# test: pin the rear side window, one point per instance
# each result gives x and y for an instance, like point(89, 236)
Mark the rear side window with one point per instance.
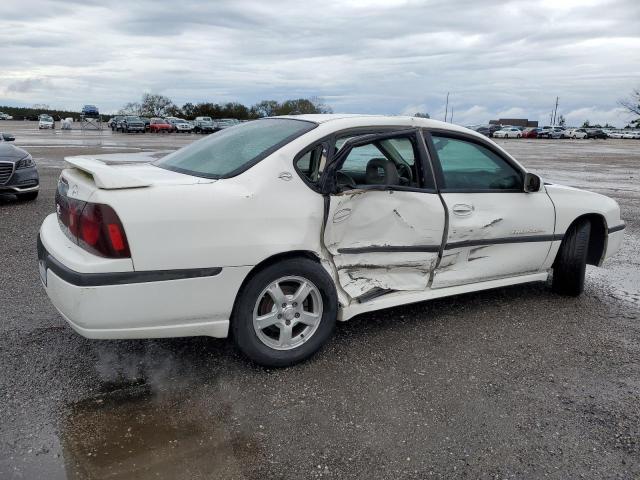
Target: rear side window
point(470, 166)
point(234, 149)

## WORK INSTRUCTION
Would you please repeat the entries above verbatim, excluding each picture?

## PROBLEM SOLUTION
# test: pin the rear side window, one point per instance
# each result gives x and y for an instance, like point(89, 236)
Mark the rear side window with one point per instance.
Target: rear side window
point(470, 166)
point(234, 149)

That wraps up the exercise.